(Saved entries)
§ §
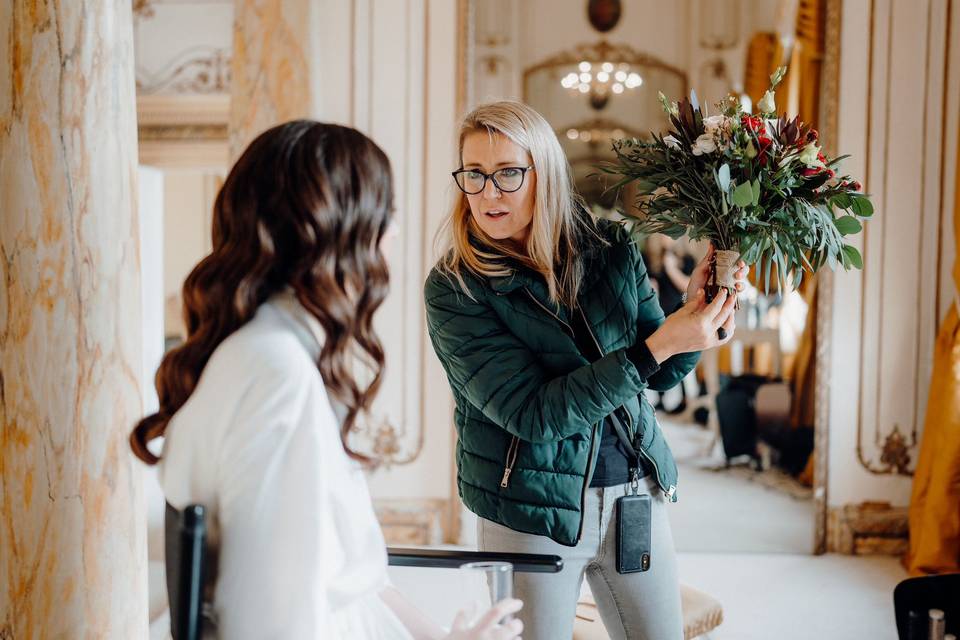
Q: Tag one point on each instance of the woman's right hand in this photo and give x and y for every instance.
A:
(694, 326)
(489, 627)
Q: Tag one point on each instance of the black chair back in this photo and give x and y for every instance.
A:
(186, 563)
(924, 593)
(189, 566)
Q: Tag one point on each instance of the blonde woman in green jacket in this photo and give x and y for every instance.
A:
(549, 331)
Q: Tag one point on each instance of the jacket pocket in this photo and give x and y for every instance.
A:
(512, 451)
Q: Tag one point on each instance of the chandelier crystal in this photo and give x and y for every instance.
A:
(600, 80)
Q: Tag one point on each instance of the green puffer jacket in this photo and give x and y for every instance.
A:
(529, 406)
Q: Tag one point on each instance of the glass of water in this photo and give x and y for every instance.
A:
(486, 584)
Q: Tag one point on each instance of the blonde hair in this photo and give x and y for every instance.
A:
(556, 227)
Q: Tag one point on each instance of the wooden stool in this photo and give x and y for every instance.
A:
(701, 614)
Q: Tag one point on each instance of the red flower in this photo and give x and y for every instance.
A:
(753, 123)
(764, 144)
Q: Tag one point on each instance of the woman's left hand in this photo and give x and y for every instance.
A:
(698, 279)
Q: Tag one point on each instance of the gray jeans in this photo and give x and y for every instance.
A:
(633, 606)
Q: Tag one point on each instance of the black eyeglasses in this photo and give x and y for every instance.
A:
(507, 179)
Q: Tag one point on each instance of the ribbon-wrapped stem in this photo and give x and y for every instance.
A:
(723, 269)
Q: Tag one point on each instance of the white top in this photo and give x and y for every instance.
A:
(301, 554)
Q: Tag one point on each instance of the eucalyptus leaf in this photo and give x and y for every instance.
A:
(742, 195)
(853, 256)
(847, 225)
(861, 206)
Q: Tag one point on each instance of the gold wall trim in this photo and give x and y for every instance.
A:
(829, 114)
(870, 528)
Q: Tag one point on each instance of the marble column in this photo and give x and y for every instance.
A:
(275, 71)
(72, 519)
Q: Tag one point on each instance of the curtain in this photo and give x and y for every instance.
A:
(935, 502)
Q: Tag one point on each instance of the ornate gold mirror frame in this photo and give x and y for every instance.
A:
(829, 101)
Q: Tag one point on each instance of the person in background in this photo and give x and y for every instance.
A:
(258, 405)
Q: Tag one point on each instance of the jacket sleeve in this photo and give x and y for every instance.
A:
(649, 318)
(495, 372)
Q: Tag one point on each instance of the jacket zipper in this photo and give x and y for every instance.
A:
(512, 451)
(669, 493)
(593, 432)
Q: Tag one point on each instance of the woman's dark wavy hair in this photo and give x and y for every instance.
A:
(304, 207)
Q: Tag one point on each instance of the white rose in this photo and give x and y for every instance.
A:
(809, 155)
(713, 123)
(704, 144)
(766, 104)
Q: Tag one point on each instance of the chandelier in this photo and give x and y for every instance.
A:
(598, 80)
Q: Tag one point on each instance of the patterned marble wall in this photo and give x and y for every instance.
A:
(72, 526)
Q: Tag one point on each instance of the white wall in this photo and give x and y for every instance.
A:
(899, 122)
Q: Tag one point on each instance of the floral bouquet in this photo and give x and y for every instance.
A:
(757, 186)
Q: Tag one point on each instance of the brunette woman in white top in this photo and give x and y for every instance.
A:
(258, 405)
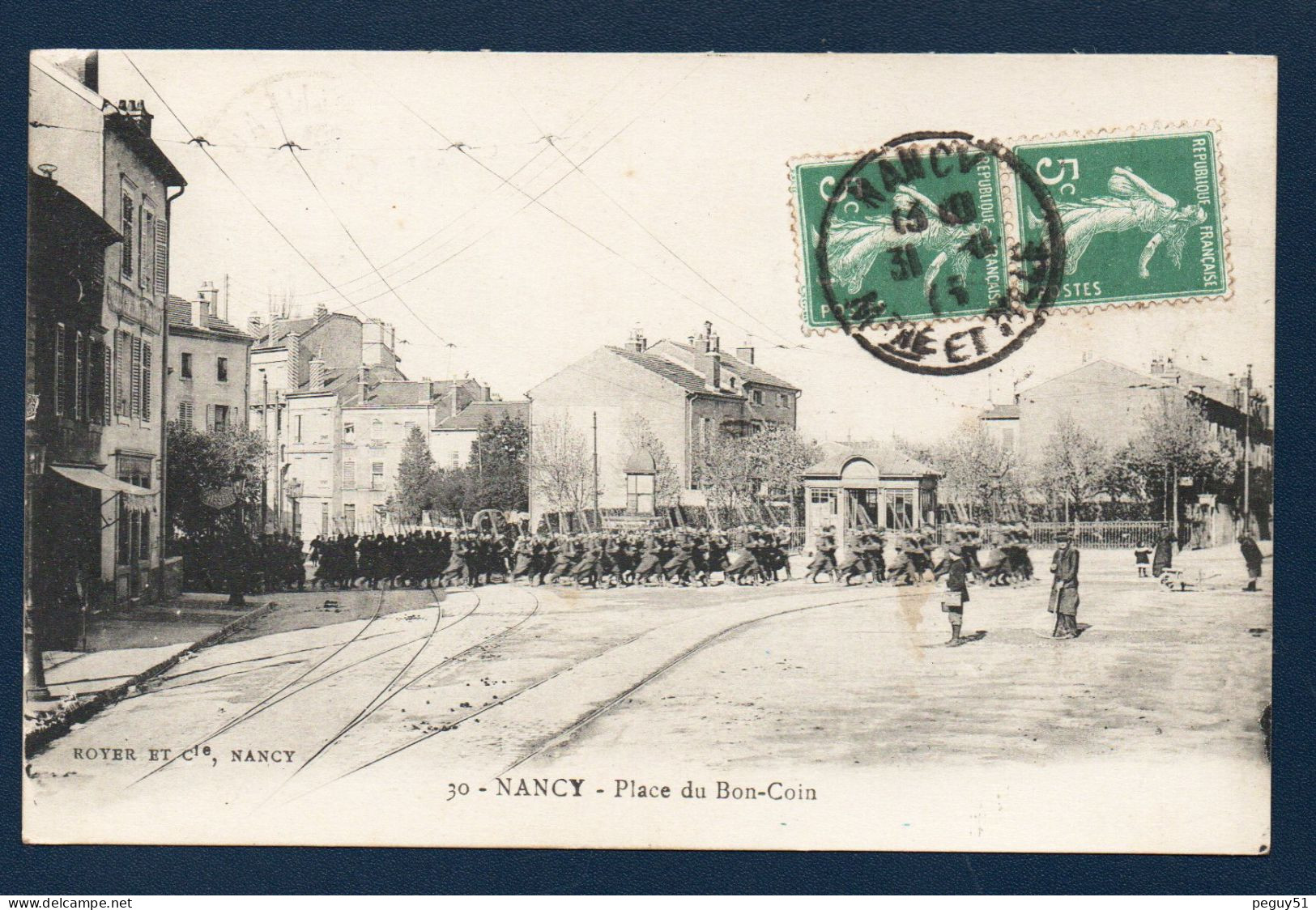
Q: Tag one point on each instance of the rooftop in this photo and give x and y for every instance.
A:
(181, 317)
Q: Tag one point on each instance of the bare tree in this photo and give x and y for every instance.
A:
(561, 467)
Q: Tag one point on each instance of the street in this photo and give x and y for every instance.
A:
(312, 712)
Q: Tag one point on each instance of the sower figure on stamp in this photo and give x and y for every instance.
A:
(1063, 602)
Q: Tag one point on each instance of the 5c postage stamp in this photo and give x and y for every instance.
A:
(941, 254)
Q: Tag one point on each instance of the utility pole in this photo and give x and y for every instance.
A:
(598, 517)
(265, 451)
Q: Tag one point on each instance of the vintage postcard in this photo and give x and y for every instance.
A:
(675, 451)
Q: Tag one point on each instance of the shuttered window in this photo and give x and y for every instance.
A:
(147, 274)
(61, 368)
(136, 377)
(162, 257)
(147, 381)
(79, 376)
(107, 379)
(126, 263)
(95, 381)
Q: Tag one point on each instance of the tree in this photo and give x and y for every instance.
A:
(778, 458)
(561, 469)
(414, 492)
(498, 457)
(202, 463)
(978, 472)
(1074, 465)
(641, 436)
(1177, 440)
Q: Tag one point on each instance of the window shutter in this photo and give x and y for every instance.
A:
(147, 381)
(61, 368)
(107, 392)
(136, 379)
(162, 257)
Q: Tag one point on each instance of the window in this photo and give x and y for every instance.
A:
(61, 368)
(136, 377)
(147, 274)
(126, 263)
(147, 381)
(79, 377)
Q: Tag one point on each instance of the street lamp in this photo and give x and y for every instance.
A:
(237, 549)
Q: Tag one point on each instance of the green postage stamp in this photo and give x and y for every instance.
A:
(943, 253)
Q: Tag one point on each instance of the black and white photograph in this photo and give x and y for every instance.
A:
(719, 451)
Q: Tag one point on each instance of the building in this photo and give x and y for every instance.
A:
(852, 490)
(1116, 398)
(207, 385)
(301, 372)
(101, 153)
(686, 392)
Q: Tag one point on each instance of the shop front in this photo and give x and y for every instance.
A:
(854, 490)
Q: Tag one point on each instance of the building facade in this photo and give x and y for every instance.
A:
(207, 385)
(103, 154)
(682, 392)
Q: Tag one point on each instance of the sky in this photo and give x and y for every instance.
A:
(526, 210)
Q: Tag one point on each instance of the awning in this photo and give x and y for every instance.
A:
(136, 497)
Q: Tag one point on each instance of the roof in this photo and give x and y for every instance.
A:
(747, 371)
(181, 317)
(673, 372)
(274, 334)
(473, 415)
(888, 465)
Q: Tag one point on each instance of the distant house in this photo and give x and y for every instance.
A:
(207, 381)
(686, 392)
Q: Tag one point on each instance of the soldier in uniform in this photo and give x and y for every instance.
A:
(825, 558)
(1063, 602)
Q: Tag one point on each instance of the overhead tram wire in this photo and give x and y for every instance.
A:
(463, 147)
(537, 200)
(292, 149)
(242, 192)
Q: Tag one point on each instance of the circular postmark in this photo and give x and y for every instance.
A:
(918, 257)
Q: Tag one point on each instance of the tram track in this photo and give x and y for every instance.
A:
(287, 689)
(590, 716)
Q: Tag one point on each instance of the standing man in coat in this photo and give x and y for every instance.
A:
(1063, 602)
(1252, 556)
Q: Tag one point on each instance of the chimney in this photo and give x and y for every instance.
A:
(317, 372)
(136, 112)
(715, 370)
(210, 297)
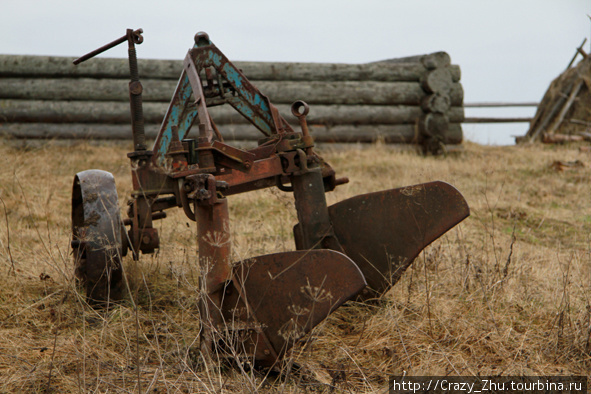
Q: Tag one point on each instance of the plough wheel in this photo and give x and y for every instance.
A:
(96, 236)
(383, 232)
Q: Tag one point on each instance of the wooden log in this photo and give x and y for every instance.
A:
(438, 103)
(560, 138)
(110, 112)
(365, 133)
(496, 120)
(430, 61)
(438, 80)
(56, 67)
(72, 131)
(314, 92)
(500, 104)
(433, 124)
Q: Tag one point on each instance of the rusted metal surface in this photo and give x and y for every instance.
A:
(384, 231)
(257, 309)
(96, 230)
(283, 296)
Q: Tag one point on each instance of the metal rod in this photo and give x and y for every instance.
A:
(500, 104)
(106, 47)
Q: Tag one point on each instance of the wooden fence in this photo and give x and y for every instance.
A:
(408, 100)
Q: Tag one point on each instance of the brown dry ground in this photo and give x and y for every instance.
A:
(506, 292)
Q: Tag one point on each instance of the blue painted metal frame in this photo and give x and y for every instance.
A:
(248, 100)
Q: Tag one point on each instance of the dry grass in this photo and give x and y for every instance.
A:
(507, 292)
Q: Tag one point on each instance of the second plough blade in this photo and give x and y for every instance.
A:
(274, 300)
(383, 232)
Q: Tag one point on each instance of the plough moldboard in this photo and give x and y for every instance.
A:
(258, 308)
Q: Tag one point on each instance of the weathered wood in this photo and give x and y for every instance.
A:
(344, 133)
(111, 112)
(434, 124)
(438, 80)
(571, 99)
(500, 104)
(56, 67)
(314, 92)
(430, 61)
(552, 138)
(496, 120)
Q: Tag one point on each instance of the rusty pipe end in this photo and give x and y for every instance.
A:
(300, 108)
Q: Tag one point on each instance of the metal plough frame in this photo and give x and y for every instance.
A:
(257, 309)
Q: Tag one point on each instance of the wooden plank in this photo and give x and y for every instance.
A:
(500, 104)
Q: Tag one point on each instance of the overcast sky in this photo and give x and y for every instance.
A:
(508, 50)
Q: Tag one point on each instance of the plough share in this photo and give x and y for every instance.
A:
(258, 308)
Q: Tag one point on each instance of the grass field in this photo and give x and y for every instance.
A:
(506, 292)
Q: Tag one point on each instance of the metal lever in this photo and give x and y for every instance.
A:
(136, 36)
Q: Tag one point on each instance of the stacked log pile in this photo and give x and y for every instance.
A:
(564, 113)
(411, 100)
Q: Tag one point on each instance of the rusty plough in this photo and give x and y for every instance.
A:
(254, 309)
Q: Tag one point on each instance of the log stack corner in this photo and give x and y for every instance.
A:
(413, 100)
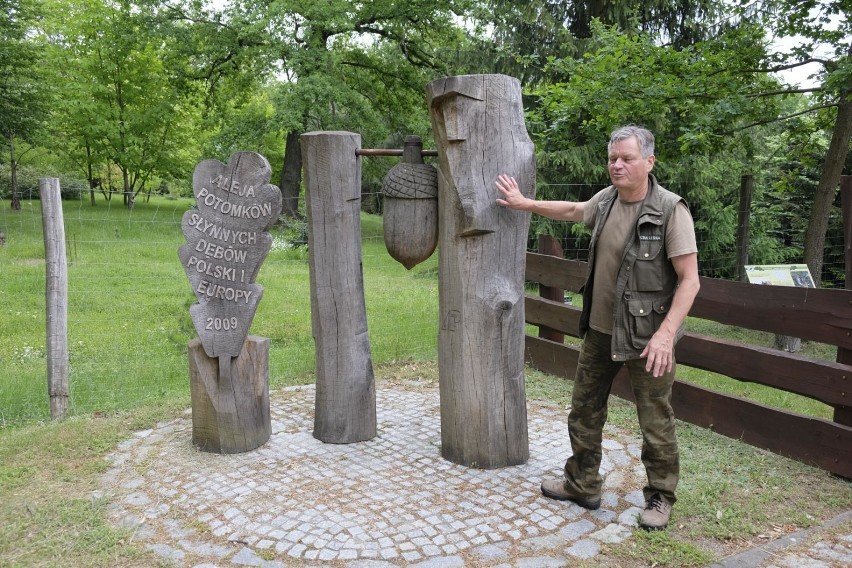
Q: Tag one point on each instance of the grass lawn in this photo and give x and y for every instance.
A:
(128, 329)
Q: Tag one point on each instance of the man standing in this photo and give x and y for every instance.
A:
(642, 281)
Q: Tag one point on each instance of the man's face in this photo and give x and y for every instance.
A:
(627, 168)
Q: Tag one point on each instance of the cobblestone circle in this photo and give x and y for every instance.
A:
(390, 501)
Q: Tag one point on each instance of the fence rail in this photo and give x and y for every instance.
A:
(817, 314)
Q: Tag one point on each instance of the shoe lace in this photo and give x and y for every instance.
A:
(656, 502)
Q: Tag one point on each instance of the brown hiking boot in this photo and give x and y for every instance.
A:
(555, 489)
(656, 515)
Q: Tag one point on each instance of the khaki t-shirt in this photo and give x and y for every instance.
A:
(680, 240)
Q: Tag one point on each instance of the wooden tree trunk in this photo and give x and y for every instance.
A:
(346, 391)
(56, 296)
(13, 169)
(829, 179)
(230, 410)
(479, 130)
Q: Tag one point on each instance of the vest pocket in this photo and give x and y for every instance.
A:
(645, 318)
(648, 268)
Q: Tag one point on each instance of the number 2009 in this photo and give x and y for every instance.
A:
(219, 324)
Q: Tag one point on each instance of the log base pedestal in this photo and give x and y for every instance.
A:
(230, 411)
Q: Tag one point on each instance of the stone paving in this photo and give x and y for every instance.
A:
(391, 501)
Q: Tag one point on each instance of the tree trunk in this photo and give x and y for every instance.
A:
(56, 296)
(13, 169)
(90, 175)
(828, 182)
(291, 175)
(346, 390)
(479, 131)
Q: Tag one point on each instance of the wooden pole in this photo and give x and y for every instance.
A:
(56, 296)
(746, 190)
(346, 391)
(843, 414)
(547, 244)
(478, 124)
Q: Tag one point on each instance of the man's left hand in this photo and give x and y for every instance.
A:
(660, 355)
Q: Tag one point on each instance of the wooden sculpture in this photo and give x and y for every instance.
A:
(478, 124)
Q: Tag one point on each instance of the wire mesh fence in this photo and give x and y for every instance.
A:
(128, 302)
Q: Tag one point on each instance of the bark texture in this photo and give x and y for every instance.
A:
(478, 124)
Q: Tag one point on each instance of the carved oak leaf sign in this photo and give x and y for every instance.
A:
(226, 244)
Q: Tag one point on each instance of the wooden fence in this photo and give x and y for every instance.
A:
(821, 315)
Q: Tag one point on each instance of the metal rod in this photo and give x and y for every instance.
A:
(390, 152)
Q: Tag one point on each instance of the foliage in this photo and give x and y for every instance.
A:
(24, 87)
(128, 100)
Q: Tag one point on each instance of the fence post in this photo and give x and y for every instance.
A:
(746, 189)
(843, 414)
(56, 296)
(547, 244)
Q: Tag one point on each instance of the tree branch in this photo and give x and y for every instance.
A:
(786, 92)
(780, 118)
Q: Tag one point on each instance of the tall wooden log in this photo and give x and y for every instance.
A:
(478, 124)
(346, 391)
(230, 411)
(56, 296)
(843, 414)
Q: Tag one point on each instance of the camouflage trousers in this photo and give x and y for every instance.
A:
(595, 373)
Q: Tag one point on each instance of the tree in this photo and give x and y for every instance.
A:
(694, 101)
(24, 91)
(341, 64)
(822, 26)
(527, 34)
(129, 102)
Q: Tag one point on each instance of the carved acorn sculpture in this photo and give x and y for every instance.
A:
(411, 207)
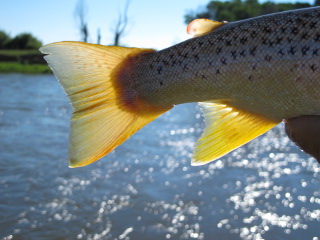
§ §
__Assigned task__
List the lines of the entries that include "brown".

__Your response__
Q: Tag one point on each instance of the brown dry ground in this photo and give x and y for every instance.
Q: Tag one point on each instance of the brown hiking boot in this photo and give x and y for every instance.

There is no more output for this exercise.